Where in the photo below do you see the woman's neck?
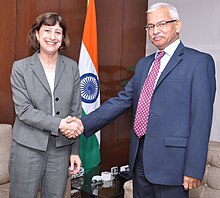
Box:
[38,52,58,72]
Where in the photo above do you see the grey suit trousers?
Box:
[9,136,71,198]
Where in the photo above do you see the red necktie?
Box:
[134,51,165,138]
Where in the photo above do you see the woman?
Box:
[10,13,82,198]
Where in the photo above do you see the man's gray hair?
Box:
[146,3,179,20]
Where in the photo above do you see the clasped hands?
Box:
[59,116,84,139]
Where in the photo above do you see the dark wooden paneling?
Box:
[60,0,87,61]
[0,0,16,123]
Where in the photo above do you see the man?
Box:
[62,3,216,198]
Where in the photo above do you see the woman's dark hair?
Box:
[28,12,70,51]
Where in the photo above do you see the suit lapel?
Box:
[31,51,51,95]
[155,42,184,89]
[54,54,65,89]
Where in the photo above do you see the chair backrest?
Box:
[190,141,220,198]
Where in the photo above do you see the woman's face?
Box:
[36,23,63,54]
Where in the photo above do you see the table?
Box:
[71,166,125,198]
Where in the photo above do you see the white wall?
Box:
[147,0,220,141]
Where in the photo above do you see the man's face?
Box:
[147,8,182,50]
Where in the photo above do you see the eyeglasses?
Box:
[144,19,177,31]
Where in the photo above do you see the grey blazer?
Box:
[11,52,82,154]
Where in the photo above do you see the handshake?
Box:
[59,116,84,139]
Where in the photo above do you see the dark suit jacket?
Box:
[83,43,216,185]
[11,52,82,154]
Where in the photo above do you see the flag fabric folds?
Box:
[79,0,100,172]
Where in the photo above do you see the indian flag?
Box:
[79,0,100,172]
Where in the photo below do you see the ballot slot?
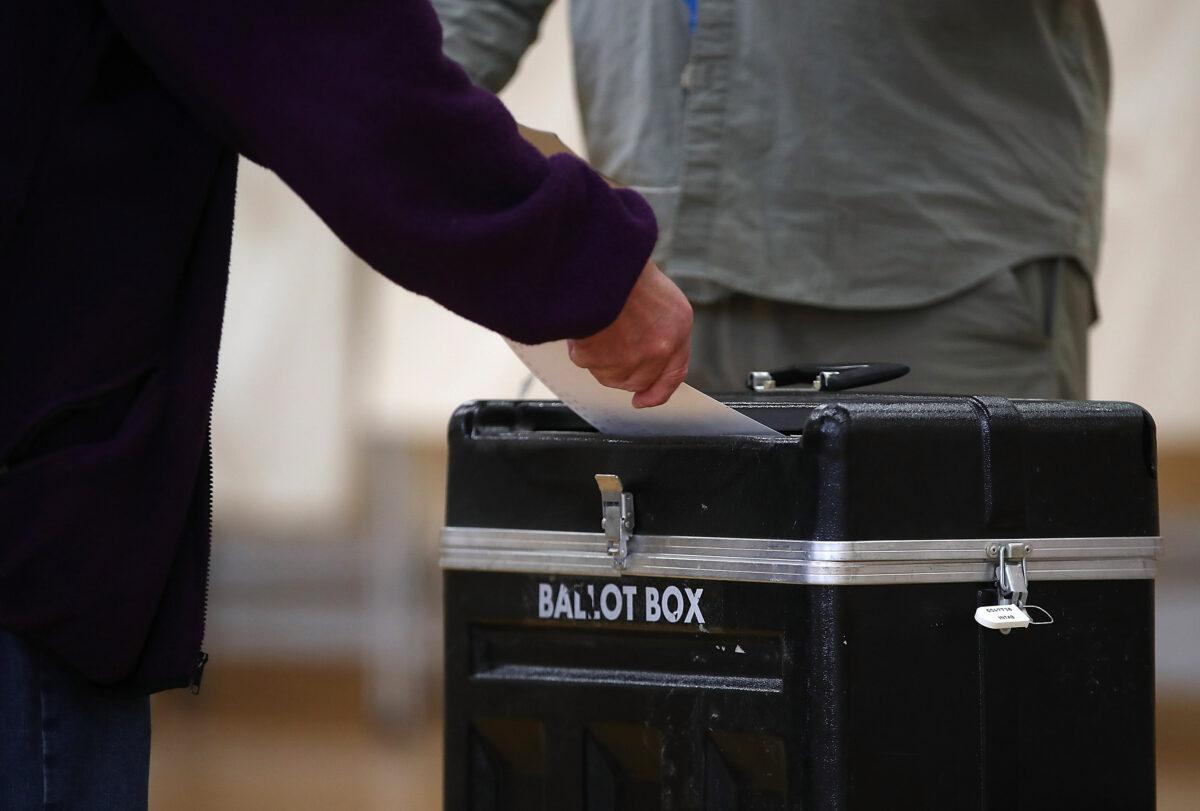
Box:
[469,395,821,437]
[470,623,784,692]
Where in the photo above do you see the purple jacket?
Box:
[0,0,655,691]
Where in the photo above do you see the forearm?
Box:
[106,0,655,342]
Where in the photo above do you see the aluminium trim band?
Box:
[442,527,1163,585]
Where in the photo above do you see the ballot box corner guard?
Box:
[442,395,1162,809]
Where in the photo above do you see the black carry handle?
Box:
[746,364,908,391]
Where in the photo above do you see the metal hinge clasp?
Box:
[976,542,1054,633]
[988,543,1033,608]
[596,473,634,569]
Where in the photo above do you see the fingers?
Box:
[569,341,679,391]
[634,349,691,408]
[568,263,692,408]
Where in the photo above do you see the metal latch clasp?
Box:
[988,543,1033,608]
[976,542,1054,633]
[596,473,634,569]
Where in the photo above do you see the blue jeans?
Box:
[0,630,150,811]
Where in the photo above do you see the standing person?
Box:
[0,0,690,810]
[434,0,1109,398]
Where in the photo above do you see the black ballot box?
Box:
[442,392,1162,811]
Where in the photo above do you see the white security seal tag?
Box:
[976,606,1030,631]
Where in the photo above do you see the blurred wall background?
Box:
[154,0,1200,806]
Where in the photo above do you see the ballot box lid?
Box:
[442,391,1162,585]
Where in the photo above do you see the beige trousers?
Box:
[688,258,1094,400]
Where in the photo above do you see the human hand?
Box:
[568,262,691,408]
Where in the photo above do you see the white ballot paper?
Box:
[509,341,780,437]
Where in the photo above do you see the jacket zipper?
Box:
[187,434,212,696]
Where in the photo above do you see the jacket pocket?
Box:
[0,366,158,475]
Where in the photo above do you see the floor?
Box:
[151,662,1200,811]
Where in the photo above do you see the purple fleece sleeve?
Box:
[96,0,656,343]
++++++++
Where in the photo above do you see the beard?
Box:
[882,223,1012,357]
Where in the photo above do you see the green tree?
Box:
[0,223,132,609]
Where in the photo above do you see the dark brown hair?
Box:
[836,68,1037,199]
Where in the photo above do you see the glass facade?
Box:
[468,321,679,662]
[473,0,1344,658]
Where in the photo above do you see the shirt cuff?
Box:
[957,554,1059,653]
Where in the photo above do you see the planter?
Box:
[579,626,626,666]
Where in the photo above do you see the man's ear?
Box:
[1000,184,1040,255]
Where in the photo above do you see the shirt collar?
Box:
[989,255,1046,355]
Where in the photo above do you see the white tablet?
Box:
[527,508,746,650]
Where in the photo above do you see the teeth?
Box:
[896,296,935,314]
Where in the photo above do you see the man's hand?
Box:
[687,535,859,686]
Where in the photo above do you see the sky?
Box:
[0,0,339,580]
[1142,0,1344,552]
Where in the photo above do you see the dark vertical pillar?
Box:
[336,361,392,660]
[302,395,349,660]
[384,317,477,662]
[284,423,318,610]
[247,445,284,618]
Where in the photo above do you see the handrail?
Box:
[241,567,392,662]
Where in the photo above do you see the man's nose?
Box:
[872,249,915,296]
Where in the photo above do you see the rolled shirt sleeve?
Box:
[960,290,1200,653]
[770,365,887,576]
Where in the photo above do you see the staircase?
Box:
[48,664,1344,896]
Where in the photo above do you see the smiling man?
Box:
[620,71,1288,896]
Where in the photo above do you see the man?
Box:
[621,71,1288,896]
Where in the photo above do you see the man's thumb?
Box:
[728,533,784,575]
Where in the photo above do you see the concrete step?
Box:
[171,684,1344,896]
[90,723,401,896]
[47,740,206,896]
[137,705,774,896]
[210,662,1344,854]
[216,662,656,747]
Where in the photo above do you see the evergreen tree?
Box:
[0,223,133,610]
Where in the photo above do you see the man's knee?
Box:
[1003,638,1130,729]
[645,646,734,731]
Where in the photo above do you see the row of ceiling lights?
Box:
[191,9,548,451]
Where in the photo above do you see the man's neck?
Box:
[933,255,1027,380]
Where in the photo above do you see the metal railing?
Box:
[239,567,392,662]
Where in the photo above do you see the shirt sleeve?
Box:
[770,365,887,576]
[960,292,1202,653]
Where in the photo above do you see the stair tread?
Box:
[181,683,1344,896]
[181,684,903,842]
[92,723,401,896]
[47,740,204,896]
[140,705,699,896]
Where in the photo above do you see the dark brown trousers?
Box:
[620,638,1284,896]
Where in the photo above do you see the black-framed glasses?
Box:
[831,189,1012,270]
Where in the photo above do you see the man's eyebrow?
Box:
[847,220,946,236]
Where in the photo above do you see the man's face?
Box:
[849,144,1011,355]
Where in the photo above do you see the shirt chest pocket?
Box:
++++++++
• **PROBLEM**: Shift every coordinate in the answers by 79, for only the part that opens with the line containing "Where in the photo above do you see the white security" and closes with the line containing "[96,0,656,343]", and give all of those lines again, items included.

• **OUTPUT OF THE TASK**:
Where in the photo above do you see the white security seal tag?
Box:
[1055,685,1109,710]
Where in the photo above do you see the blurred wall background?
Box:
[233,79,1279,885]
Where in the photo above do you see the ballot box lid?
Box:
[521,470,1241,664]
Where in the photo above do you see the beige trousers?
Box:
[767,337,1173,479]
Where in the photo above do you see the human hand?
Box:
[647,341,770,487]
Where in the photo above do you see the white ballot paper?
Box:
[588,420,859,516]
Where in the photo above do you see the jacket zipper?
Box:
[266,513,291,775]
Where in the photo above do you see the jacket pocket?
Box:
[79,445,237,554]
Where in the photo above do you see the floor?
Box:
[230,741,1279,890]
Where in the photo above do you see the purple fleece sleeve?
Box:
[175,79,735,422]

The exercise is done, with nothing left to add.